→ **AIM**: Can you rewrite each line of the rows below as a JSON list of strings, one string per line, with blank lines omitted?

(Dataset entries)
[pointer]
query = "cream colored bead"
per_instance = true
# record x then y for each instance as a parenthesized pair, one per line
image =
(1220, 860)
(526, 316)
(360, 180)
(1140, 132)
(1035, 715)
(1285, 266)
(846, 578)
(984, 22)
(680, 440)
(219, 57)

→ **RESULT OF THIS EXERCISE**:
[
  "[pointer]",
  "query = \"cream colored bead\"",
  "per_instance = true",
  "# record x then y for each instance as a parenthesized pair, one per line",
  "image =",
  "(1220, 860)",
  "(526, 316)",
  "(360, 180)",
  "(1140, 132)",
  "(1035, 715)",
  "(1285, 266)",
  "(846, 578)",
  "(984, 22)",
  "(680, 440)",
  "(219, 57)"
]